Work to be completed: Return the part of the Hanbury-Tracy biography starting with "He succeeded the" and going on through "Madeleine Hanbury-Tracy, (b1874)", copied word for word.

Provided text:
- - - - -

The Hon. Frederick Stephen Archibald Hanbury-Tracy (15 September 1848 – 9 August 1906), was a British politician.

Life 
Hanbury-Tracy was a younger son of Thomas Hanbury-Tracy, 2nd Baron Sudeley, and his wife Emma Elizabeth Alicia, daughter of George Hay Dawkins-Pennant, of Baron Penrhyn's family. Charles Hanbury-Tracy, 4th Baron Sudeley, was his elder brother. He was educated privately and at Trinity College, Cambridge, where he graduated BA. He served as a major in the Worcester Yeomanry, and retired as a lieutenant-colonel.

He succeeded the latter as Member of Parliament for Montgomery in 1877, a seat he held until 1885, and again from 1886 to 1892.

Family 
Hanbury-Tracy married in 1870 Helena Caroline Winnington, the only daughter of Sir Thomas Winnington, 4th Baronet by Anna Helena Domville.
They had issue:
 Eric Hanbury-Tracy (b1871), and officer in the Coldstream Guards, who married in 1902 Dorothy Greathed, daughter of General Sir Edward Greathed
 Edith Julia Helena Hanbury-Tracy (b1872)
 Cyprienne Emma Madeleine Hanbury-Tracy, (b1874)

- - - - -

Extracted material:
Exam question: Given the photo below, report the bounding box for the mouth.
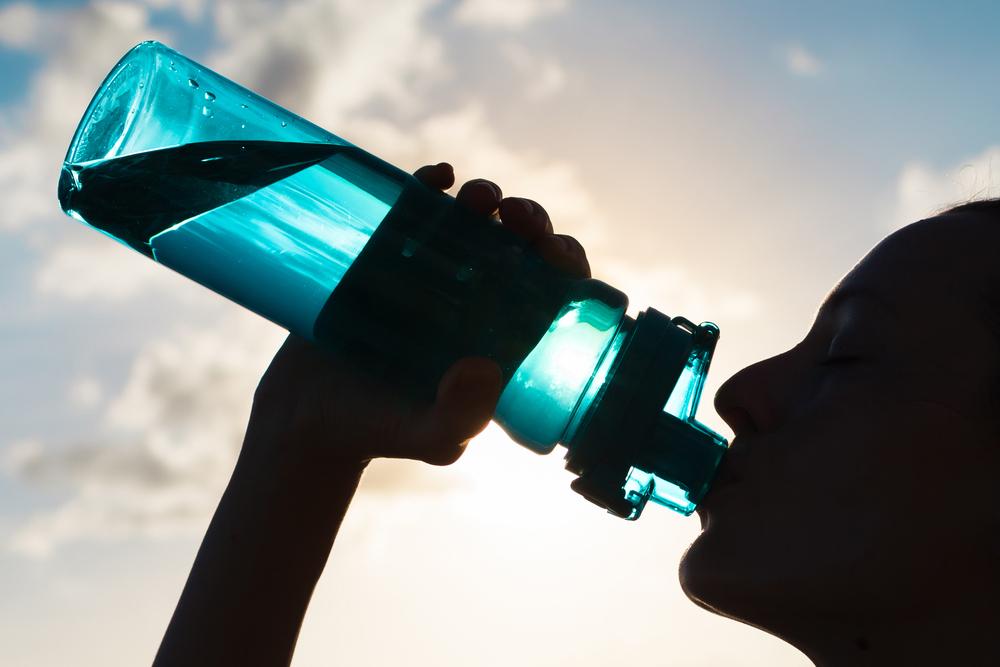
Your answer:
[695,441,746,528]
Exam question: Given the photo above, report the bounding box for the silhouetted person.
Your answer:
[156,164,1000,666]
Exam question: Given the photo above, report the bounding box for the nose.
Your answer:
[715,353,787,437]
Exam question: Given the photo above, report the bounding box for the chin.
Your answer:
[678,529,760,620]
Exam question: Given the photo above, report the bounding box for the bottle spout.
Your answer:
[566,309,727,520]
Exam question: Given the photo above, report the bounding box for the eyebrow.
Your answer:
[819,287,899,315]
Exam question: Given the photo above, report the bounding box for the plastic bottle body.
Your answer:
[59,42,725,518]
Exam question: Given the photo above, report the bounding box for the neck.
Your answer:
[773,602,1000,667]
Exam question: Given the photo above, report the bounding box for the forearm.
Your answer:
[155,434,364,667]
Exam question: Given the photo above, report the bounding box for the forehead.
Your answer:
[835,213,1000,317]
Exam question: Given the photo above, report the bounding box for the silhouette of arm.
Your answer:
[155,163,589,667]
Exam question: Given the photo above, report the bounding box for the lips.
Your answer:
[697,440,746,514]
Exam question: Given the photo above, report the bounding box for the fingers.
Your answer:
[428,172,590,278]
[413,162,455,190]
[406,357,503,465]
[534,234,590,278]
[500,197,552,241]
[455,178,503,215]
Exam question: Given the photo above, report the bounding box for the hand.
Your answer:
[244,163,590,466]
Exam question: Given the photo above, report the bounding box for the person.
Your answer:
[155,163,1000,666]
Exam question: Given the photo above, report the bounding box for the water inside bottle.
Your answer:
[59,141,402,337]
[59,141,624,453]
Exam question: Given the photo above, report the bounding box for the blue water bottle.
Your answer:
[59,42,726,519]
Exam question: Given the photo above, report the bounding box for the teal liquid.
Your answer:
[59,141,624,453]
[59,141,401,338]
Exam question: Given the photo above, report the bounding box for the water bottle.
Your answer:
[59,41,726,519]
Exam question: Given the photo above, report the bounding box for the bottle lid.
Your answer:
[566,308,727,520]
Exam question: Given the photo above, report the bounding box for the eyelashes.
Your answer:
[819,354,864,368]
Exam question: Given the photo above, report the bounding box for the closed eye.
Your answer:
[819,355,864,366]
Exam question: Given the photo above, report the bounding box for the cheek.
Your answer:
[681,401,984,607]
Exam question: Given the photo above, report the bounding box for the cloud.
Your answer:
[891,146,1000,228]
[601,259,762,325]
[0,2,43,51]
[6,313,282,556]
[782,44,824,77]
[346,102,607,247]
[66,375,104,409]
[502,42,566,99]
[0,0,605,556]
[206,0,448,128]
[0,2,170,231]
[452,0,569,29]
[3,312,472,557]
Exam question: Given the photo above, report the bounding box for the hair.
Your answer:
[941,197,1000,215]
[941,197,1000,406]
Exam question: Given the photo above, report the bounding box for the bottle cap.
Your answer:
[566,308,727,520]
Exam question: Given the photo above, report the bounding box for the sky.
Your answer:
[0,0,1000,667]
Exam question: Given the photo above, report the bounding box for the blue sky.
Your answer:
[0,0,1000,666]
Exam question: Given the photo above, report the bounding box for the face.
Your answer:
[681,214,1000,634]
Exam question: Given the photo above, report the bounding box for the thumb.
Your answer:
[409,357,503,465]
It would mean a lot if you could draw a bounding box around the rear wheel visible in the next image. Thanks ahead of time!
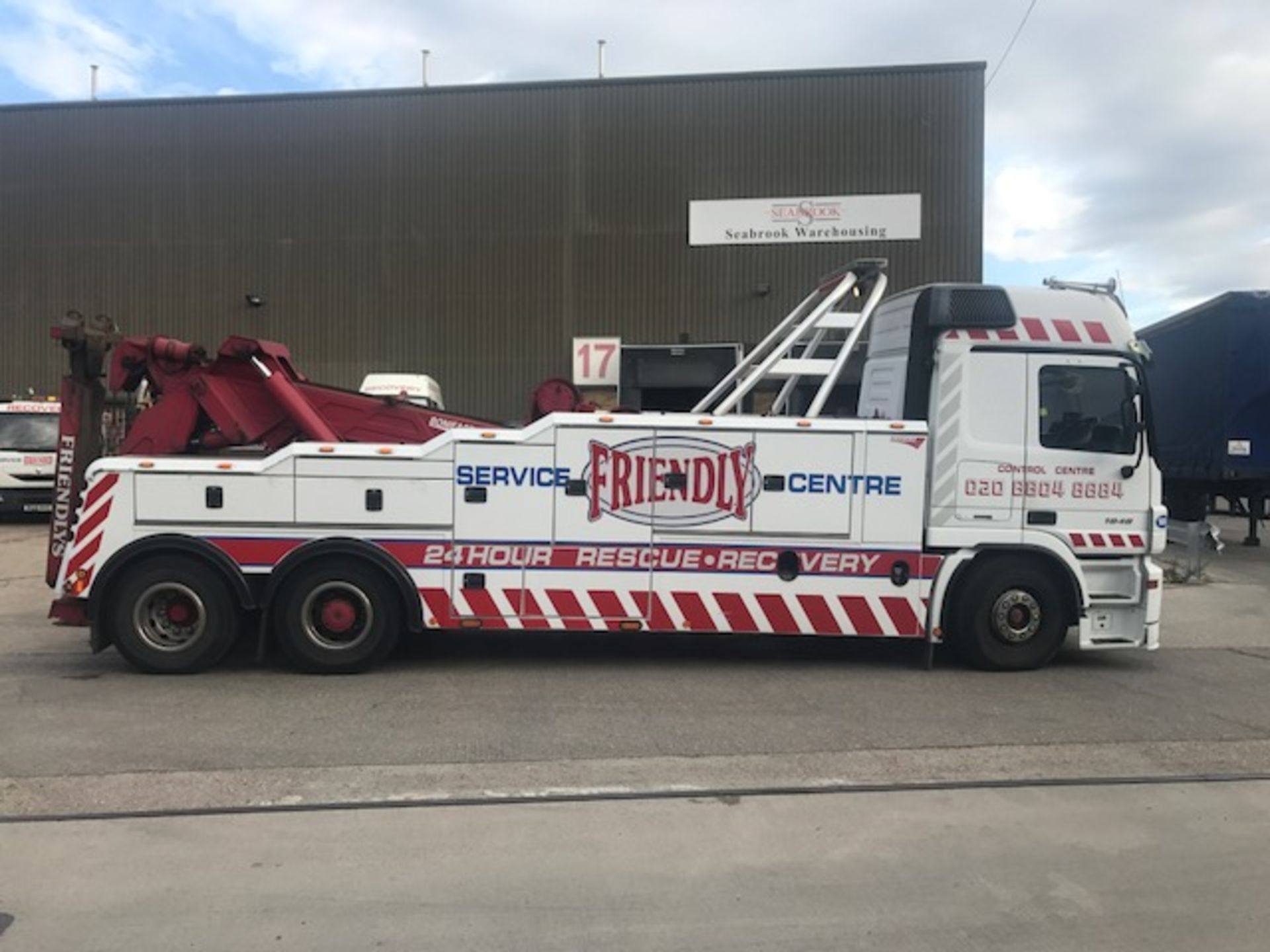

- - - - -

Exercise response:
He succeeded the latter as Member of Parliament for Montgomery in 1877, a seat he held until 1885, and again from 1886 to 1892.

Family 
Hanbury-Tracy married in 1870 Helena Caroline Winnington, the only daughter of Sir Thomas Winnington, 4th Baronet by Anna Helena Domville.
They had issue:
 Eric Hanbury-Tracy (b1871), and officer in the Coldstream Guards, who married in 1902 Dorothy Greathed, daughter of General Sir Edward Greathed
 Edith Julia Helena Hanbury-Tracy (b1872)
 Cyprienne Emma Madeleine Hanbury-Tracy, (b1874)